What is needed: Working from the entries that follow, transcribe exactly and only the lines from the one with "Check that every instance of the stadium" through the last, pictures excluded.

▬▬▬▬▬▬▬▬▬▬

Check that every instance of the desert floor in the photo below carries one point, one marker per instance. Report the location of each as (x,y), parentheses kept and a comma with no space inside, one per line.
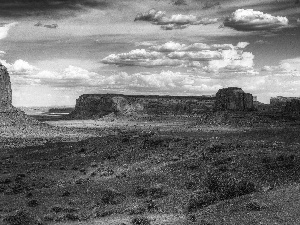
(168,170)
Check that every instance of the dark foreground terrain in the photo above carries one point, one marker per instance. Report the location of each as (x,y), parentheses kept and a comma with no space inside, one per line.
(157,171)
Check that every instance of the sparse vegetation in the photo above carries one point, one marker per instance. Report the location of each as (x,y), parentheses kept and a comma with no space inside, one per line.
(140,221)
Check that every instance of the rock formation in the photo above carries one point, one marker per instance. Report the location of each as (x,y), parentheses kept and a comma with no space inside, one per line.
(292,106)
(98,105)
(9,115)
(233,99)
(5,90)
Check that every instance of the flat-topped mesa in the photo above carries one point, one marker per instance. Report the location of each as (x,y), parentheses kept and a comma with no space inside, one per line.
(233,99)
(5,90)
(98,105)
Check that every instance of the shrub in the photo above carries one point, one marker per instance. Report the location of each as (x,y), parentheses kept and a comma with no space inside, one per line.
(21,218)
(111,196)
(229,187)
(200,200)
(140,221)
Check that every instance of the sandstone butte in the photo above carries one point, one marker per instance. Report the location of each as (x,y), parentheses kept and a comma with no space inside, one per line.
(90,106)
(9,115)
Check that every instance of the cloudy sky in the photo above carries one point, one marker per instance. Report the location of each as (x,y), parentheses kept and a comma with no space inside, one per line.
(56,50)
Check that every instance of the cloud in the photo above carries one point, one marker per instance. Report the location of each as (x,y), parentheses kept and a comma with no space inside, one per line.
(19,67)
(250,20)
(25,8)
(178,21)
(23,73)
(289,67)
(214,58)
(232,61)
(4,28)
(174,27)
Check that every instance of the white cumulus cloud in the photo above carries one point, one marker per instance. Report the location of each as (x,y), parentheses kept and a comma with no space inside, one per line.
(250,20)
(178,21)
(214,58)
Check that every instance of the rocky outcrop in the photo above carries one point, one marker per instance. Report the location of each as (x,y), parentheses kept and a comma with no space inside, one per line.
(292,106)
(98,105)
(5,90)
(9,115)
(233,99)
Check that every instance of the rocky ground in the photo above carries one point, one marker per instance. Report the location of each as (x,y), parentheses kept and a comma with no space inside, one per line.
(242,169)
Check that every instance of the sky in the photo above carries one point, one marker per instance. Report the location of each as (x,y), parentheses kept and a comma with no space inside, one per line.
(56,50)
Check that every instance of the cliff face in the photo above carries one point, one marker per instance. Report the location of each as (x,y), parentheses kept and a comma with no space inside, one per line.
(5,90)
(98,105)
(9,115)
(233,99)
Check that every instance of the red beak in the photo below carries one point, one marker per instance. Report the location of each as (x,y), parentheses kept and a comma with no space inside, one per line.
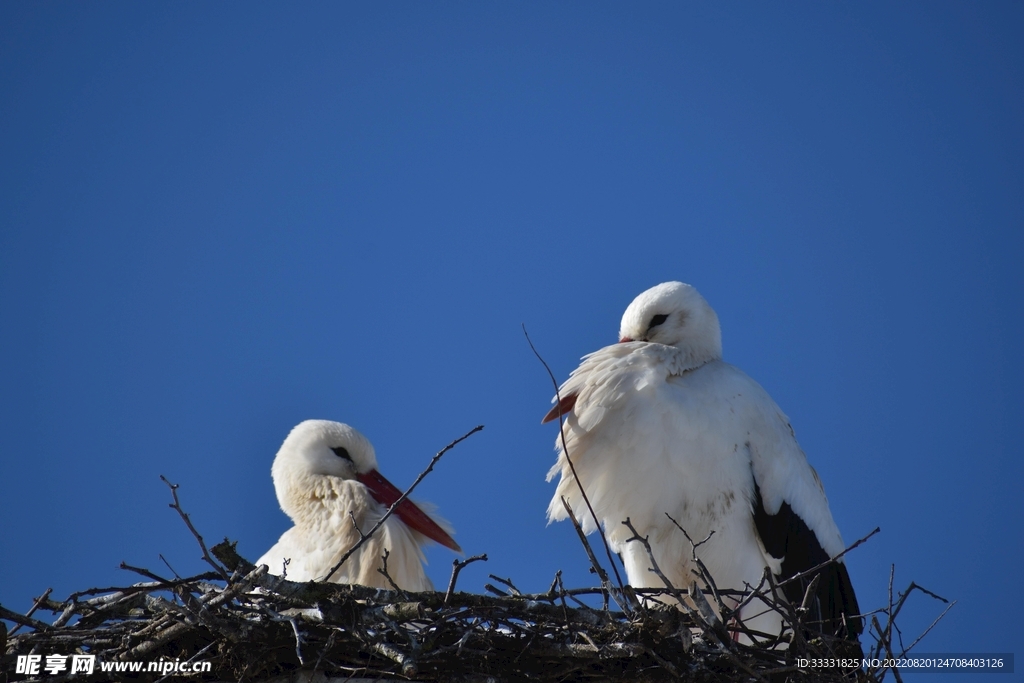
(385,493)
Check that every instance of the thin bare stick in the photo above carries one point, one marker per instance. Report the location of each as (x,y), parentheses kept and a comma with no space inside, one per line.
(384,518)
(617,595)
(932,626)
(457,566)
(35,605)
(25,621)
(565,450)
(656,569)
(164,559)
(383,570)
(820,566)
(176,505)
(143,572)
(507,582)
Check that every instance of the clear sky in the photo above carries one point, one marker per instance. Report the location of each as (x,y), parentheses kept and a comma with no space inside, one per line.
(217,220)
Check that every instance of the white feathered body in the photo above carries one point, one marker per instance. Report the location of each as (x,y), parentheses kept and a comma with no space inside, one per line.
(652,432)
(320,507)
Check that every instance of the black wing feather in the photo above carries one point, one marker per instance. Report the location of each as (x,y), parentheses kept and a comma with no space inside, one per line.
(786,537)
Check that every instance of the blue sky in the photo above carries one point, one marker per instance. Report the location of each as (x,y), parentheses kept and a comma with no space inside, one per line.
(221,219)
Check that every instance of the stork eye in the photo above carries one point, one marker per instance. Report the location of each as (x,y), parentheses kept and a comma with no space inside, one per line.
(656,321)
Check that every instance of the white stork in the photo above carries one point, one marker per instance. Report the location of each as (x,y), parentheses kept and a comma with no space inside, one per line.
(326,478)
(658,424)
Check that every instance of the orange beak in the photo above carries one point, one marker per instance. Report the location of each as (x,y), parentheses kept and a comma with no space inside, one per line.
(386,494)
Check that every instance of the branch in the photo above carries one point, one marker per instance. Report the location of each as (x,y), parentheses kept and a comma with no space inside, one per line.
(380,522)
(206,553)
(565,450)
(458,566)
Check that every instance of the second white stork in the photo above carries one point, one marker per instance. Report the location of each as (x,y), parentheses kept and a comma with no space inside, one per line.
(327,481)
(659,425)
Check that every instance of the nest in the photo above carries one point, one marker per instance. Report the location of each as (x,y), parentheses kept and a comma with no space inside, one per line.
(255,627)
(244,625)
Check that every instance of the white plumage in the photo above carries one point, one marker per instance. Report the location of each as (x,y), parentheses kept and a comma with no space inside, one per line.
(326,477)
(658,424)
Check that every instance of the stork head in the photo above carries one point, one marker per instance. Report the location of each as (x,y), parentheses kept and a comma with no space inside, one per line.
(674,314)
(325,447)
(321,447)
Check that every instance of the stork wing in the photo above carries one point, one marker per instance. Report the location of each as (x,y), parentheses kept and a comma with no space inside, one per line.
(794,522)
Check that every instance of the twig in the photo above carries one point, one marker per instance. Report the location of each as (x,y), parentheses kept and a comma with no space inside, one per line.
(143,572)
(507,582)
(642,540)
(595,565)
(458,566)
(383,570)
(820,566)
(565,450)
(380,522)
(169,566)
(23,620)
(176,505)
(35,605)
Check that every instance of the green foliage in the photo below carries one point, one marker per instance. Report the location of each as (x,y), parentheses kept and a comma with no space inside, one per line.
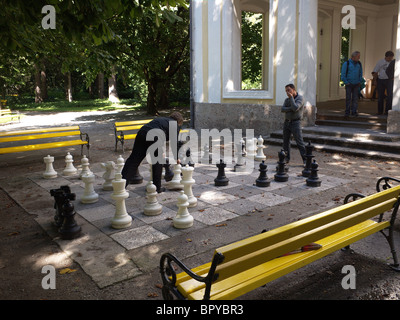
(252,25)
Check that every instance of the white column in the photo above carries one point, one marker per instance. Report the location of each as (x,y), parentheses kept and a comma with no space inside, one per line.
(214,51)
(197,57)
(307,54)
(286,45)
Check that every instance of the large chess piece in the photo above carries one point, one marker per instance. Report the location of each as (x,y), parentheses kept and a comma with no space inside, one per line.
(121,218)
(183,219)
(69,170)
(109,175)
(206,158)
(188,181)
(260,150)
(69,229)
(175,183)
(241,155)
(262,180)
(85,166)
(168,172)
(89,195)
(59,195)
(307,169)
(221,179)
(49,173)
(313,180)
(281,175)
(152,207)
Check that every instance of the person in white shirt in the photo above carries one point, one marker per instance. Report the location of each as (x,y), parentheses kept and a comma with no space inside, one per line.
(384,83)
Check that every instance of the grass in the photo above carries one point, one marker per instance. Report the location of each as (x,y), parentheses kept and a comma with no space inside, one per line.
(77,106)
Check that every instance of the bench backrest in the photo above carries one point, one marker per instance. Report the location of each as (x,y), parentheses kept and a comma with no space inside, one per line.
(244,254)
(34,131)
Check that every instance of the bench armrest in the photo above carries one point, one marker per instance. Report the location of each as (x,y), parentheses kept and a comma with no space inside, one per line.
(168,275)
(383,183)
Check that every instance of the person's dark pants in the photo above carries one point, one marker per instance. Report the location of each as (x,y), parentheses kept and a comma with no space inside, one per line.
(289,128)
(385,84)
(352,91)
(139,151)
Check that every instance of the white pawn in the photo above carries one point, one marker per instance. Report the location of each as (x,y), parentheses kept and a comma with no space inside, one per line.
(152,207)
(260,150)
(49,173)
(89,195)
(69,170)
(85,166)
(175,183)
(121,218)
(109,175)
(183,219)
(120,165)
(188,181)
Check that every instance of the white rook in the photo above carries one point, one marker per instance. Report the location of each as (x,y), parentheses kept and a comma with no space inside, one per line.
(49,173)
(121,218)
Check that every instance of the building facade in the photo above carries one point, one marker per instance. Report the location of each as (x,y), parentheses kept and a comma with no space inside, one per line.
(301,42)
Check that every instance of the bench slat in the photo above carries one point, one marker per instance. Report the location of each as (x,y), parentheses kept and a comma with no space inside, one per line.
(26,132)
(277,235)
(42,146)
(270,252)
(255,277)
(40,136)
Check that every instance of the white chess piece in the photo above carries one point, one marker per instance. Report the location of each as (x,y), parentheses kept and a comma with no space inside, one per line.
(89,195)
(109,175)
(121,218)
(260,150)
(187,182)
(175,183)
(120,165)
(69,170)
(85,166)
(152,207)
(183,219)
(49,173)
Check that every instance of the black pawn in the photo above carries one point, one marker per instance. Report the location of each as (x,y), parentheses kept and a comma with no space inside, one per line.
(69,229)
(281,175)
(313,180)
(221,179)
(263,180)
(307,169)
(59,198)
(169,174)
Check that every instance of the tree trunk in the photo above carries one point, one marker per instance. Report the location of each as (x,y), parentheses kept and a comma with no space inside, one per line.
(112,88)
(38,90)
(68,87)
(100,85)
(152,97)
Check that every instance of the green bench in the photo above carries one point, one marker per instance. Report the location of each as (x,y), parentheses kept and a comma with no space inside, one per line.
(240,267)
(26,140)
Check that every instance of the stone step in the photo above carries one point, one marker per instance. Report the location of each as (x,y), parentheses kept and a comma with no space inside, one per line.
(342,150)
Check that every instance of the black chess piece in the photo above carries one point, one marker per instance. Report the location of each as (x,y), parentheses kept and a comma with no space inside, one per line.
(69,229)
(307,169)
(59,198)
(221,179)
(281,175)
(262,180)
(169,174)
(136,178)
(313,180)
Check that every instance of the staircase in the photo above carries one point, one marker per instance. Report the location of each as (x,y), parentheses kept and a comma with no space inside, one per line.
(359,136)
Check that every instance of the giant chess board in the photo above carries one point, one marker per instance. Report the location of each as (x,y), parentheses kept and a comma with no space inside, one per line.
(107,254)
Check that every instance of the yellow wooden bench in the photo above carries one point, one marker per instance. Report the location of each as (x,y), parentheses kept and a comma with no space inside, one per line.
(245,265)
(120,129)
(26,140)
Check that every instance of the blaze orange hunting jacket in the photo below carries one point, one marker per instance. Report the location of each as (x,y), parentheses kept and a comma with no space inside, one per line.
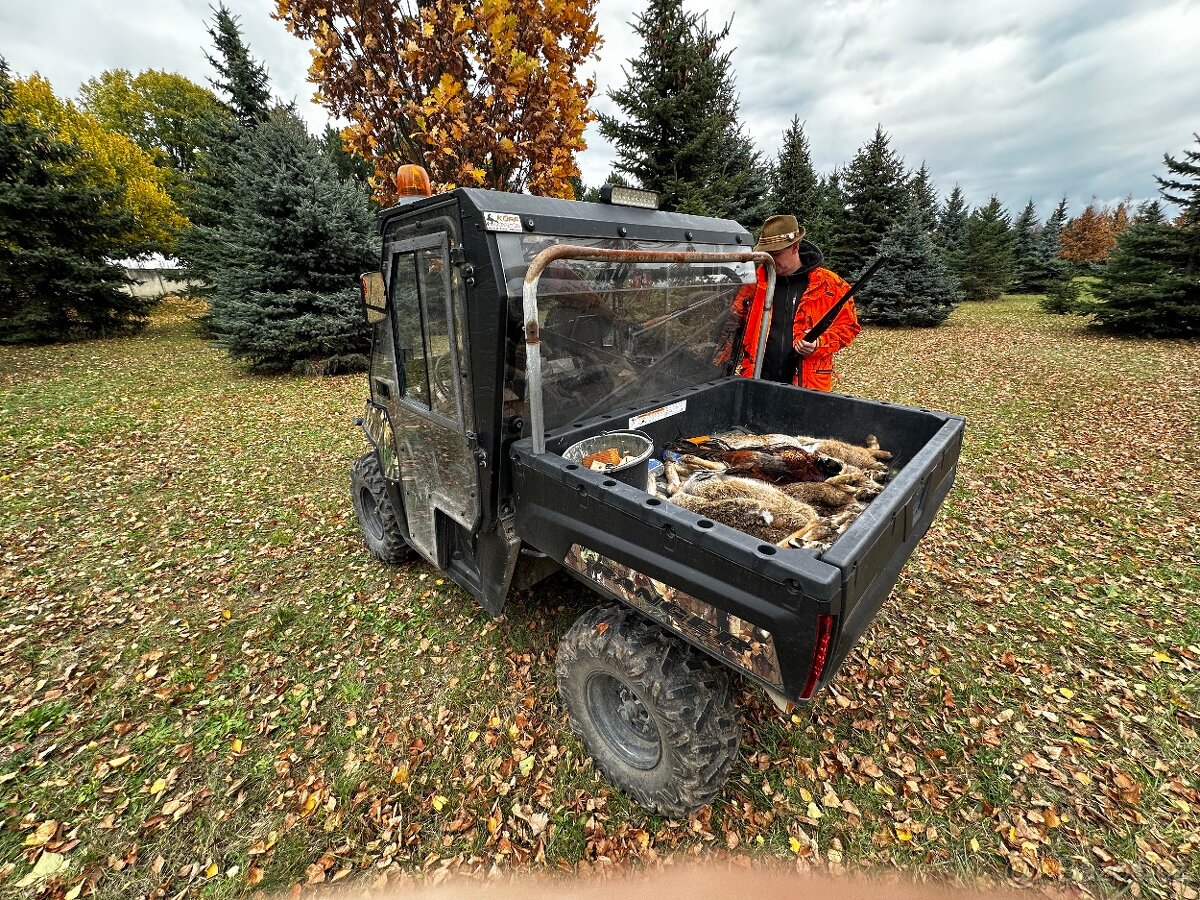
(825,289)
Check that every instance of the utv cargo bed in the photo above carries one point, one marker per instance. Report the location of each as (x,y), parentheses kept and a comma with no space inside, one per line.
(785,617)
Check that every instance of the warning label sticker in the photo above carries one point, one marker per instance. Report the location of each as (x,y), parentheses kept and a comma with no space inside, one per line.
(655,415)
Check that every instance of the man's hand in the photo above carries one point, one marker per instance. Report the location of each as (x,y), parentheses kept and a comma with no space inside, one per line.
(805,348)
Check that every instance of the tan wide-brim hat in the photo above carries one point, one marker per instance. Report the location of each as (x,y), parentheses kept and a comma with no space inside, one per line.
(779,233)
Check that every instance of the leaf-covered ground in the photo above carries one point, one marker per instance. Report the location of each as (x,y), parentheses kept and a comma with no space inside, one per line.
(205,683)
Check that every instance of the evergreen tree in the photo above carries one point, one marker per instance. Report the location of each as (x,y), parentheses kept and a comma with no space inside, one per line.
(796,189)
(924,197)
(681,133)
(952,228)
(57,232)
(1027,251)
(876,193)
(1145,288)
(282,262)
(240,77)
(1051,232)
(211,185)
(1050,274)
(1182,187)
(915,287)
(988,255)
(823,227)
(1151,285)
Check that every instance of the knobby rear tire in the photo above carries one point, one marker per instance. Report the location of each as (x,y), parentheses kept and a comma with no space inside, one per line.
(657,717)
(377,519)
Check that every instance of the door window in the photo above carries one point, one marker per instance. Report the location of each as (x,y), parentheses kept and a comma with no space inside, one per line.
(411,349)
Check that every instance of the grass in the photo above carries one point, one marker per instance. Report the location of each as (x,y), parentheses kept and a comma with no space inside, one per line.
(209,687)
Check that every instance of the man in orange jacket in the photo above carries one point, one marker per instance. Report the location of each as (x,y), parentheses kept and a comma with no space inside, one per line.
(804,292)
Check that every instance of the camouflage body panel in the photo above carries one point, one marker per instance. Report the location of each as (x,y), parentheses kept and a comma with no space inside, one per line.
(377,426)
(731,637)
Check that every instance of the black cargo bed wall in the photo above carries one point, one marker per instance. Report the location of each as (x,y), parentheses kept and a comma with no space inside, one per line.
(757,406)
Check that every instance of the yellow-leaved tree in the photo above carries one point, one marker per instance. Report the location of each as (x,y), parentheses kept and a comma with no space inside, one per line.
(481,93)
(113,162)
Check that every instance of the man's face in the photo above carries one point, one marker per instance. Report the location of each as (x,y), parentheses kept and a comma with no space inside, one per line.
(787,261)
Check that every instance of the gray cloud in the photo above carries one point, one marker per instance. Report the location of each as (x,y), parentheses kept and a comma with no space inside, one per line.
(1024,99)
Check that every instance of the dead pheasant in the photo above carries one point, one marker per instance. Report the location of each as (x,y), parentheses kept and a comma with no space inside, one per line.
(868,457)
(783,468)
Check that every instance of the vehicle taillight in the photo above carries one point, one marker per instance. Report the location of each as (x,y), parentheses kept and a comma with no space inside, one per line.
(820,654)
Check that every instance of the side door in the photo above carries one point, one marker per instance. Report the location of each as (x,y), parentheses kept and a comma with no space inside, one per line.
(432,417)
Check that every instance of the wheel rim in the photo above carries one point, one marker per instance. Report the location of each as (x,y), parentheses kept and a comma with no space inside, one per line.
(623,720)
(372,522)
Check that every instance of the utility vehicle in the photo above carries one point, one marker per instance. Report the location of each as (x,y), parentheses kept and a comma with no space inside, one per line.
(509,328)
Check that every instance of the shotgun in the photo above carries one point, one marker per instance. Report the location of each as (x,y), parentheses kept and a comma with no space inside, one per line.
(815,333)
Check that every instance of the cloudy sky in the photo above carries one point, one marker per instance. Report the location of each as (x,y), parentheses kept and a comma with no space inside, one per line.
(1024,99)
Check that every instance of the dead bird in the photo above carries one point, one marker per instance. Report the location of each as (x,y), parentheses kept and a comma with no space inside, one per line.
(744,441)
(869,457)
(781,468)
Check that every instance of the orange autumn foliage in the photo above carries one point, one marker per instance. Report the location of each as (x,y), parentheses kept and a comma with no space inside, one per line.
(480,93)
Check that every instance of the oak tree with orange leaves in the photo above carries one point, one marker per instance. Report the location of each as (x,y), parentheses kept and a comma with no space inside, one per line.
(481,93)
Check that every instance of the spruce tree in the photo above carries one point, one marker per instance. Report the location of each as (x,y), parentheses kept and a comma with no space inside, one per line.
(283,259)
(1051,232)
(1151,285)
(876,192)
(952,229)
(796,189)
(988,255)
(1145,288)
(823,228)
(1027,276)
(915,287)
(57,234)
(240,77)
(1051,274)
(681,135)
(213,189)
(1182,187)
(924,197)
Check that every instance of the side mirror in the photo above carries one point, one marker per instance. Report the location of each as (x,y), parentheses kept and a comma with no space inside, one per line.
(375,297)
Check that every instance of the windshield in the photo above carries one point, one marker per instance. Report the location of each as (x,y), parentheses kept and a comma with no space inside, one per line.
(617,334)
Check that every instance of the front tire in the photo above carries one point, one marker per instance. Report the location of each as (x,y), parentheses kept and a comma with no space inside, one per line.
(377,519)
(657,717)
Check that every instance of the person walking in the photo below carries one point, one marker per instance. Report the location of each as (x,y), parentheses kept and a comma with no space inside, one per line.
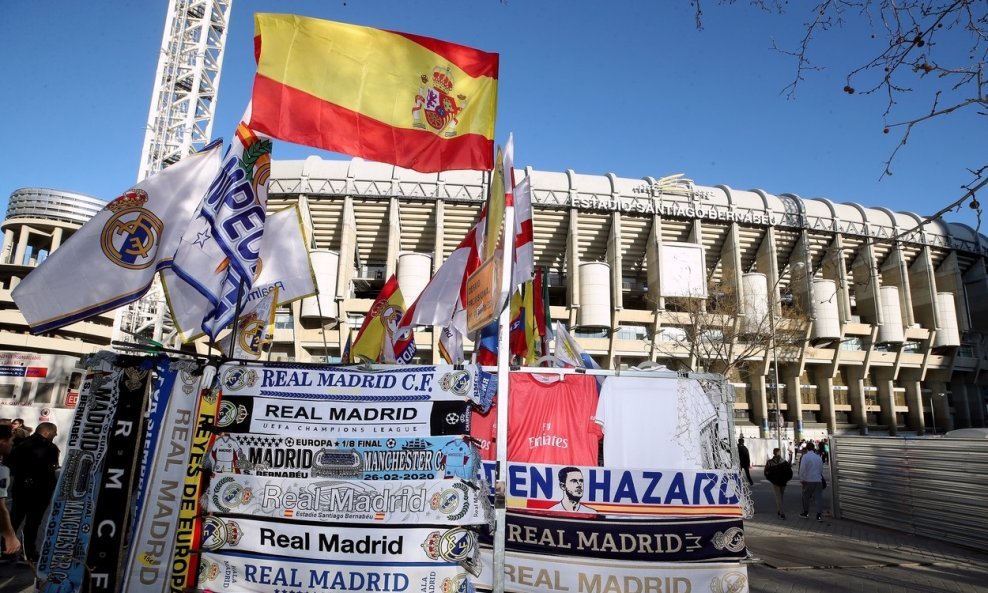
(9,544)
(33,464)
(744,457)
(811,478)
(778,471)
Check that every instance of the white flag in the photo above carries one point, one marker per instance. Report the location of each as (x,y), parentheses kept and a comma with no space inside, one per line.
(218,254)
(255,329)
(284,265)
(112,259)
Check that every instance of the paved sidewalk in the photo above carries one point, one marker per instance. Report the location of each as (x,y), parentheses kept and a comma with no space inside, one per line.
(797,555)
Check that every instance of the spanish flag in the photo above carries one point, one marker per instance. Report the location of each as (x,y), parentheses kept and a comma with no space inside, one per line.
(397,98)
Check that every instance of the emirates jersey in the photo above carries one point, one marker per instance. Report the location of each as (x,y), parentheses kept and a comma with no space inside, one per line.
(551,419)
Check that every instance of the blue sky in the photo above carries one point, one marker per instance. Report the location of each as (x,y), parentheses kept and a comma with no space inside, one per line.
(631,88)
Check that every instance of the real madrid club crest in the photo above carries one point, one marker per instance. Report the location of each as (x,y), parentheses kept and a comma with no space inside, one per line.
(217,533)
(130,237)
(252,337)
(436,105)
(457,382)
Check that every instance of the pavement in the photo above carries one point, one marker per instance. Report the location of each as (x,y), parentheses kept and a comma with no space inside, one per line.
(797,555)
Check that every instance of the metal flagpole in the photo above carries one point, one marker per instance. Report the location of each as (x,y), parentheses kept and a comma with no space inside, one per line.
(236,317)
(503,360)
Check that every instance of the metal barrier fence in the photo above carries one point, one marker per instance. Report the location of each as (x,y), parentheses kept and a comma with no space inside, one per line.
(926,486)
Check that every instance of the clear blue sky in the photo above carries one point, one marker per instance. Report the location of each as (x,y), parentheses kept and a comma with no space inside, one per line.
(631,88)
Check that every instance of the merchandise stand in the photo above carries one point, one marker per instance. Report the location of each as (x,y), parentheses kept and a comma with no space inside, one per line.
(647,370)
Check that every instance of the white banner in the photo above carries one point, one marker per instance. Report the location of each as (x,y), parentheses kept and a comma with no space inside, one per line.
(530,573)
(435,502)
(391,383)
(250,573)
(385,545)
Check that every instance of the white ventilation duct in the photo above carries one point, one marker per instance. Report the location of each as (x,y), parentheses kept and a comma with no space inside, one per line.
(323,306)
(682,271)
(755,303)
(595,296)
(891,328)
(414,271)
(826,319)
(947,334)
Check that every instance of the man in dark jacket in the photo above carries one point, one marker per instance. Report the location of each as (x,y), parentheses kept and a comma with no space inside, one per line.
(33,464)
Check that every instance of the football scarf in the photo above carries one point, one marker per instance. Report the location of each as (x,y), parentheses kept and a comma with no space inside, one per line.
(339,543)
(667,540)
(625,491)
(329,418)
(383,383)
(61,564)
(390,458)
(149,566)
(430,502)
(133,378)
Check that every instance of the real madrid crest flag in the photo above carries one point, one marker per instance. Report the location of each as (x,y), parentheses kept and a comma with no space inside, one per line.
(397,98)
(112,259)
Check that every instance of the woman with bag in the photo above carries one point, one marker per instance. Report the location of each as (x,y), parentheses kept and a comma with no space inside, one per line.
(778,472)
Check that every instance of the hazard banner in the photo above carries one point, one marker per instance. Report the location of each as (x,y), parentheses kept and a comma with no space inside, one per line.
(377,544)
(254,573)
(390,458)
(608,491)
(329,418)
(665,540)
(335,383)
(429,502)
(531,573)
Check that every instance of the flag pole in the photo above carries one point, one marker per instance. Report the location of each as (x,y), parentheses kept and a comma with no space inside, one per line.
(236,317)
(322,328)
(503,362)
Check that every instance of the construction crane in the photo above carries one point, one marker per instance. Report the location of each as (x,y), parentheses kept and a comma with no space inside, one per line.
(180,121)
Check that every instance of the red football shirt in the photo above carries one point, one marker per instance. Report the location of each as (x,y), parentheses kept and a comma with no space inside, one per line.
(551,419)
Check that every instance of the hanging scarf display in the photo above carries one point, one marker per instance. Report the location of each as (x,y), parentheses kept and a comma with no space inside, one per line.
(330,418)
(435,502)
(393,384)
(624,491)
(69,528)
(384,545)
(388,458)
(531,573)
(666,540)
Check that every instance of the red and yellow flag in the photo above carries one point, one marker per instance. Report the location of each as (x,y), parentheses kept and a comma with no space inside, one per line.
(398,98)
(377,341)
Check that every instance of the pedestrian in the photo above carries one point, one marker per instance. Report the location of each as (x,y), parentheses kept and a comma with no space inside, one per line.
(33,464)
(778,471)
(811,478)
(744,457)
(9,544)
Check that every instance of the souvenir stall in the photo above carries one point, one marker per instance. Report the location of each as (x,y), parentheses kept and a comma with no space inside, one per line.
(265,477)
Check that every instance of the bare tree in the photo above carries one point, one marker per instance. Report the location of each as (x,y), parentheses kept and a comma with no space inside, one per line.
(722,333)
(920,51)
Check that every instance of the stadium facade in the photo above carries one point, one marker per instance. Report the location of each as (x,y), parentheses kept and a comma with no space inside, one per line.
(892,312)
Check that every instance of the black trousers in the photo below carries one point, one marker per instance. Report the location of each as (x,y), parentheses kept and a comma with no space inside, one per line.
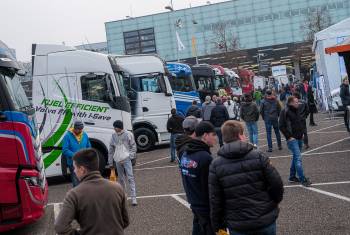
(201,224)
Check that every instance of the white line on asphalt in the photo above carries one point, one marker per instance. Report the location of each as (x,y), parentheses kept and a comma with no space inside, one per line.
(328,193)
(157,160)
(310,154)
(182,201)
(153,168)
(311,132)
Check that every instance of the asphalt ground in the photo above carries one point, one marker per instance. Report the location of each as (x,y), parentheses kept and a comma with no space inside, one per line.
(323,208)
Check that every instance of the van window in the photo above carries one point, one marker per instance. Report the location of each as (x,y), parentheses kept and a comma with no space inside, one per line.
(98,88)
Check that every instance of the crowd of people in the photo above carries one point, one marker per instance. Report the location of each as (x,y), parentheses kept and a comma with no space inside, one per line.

▬▬▬▬▬▬▬▬▬▬

Correct answer:
Check that every instance of the stadium facade in the photo above carries one point, one marker per instance. Report the location of each as (x,y), parentheses kept and a comma with no space inside, one per line.
(892,312)
Check that every instance of the black trousers in the photo below carries one point, one marker per instance. Report the location of each as (x,y), parentheses kept and a comma with no space inside, one per line.
(201,224)
Check that every instance of the white line on asphalt in the photo above carries one point, one marker per instance. Report the location of each as (x,y), parentheses kept and a comma with no space inside, one per line.
(328,193)
(157,160)
(310,154)
(182,201)
(153,168)
(311,132)
Check that every instance of the asphalt ground in the photo above carries one point, one marker per instance. Report the location of each as (x,y), parentheses kept and a comma with no space inside, one per line.
(323,208)
Check that every instance of the van window in the photo above carries one point, one marker per instance. Report the location of each as (x,y), parentheses kept and a comma with no space inside, one per line.
(98,88)
Check that every instance of the crowd of people in the photo above carries one point, one marker per instance. Report the location of each as (x,y), parentheses kept and a comma with no space inside, one per line.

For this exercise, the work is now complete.